After a tearful moment in the recording studio, Carrie receives advice from Bitsy Von Muffling, played by Julie Halston. Complaining about the upkeep after a facelift, fellow widow Bitsy recommends Carrie should do whatever she loves to do to make her feel better. So, Carrie goes shoe shopping. She bursts through her apartment door with Bergdorf Goodman bags filled with shoes, such as a pair of pink Gucci ankle-cuff leather pumps and copper-studded Giuseppe Zanotti Intriigo mules.

While trying on her new shoes, she calls up the main audio producer and tells him she has contracted COVID-19. Therefore, the producers need to hire that actress Carrie had suggested earlier. The viral disease that caused a yearslong global pandemic is now treatable enough that it can be a lie to get out of work. She stays in her apartment, even enjoying a hamburger and fries when her friends Seema and Anthony, played by Sarita Choudhury and Mario Cantone respectively, call her for lunch. She lies to them about her fake COVID. Seema comes to visit where Carrie admits her lie and tells her how she needs to attend her neighbor Lisette’s jewelry showcase.

### Source material
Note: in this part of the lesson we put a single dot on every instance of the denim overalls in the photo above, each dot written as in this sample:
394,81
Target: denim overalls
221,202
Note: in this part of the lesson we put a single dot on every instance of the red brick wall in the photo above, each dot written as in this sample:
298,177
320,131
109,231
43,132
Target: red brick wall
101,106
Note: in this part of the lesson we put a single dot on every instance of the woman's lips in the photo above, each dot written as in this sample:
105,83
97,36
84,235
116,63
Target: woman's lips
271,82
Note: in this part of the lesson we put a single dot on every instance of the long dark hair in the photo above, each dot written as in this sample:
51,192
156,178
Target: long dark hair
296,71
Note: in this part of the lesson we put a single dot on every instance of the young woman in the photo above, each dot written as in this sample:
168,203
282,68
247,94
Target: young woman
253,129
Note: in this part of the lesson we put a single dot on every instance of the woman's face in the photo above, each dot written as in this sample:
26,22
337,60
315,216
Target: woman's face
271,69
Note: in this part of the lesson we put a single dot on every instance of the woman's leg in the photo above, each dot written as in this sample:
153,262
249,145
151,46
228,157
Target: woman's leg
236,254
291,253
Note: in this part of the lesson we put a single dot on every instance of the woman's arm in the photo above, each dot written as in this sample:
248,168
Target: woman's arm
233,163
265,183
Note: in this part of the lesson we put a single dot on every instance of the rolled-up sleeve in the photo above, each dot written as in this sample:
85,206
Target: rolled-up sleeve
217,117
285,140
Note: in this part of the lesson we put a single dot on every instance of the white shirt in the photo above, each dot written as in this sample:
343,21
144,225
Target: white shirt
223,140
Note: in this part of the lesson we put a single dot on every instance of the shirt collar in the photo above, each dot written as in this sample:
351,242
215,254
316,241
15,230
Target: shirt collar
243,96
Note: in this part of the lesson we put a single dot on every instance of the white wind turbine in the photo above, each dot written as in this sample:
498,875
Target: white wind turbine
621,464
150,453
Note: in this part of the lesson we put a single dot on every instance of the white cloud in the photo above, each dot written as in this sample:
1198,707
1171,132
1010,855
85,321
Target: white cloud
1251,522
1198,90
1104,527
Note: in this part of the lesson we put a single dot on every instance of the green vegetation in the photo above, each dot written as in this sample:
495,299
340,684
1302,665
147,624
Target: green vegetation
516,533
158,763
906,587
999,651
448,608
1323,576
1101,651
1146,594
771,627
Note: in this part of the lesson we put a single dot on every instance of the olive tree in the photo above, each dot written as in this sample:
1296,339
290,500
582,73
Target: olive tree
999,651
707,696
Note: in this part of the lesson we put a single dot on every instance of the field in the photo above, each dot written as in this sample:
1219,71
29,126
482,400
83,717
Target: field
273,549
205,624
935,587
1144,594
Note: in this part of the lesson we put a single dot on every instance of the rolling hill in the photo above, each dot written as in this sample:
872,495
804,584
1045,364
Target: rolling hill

### Directions
A: List every actor named in the episode recap.
B: Please reproduce the part of the episode recap starting with "After a tearful" and going on through "Zanotti Intriigo mules.".

### Your written answers
A: Julie Halston, Sarita Choudhury, Mario Cantone

B:
After a tearful moment in the recording studio, Carrie receives advice from Bitsy Von Muffling, played by Julie Halston. Complaining about the upkeep after a facelift, fellow widow Bitsy recommends Carrie should do whatever she loves to do to make her feel better. So, Carrie goes shoe shopping. She bursts through her apartment door with Bergdorf Goodman bags filled with shoes, such as a pair of pink Gucci ankle-cuff leather pumps and copper-studded Giuseppe Zanotti Intriigo mules.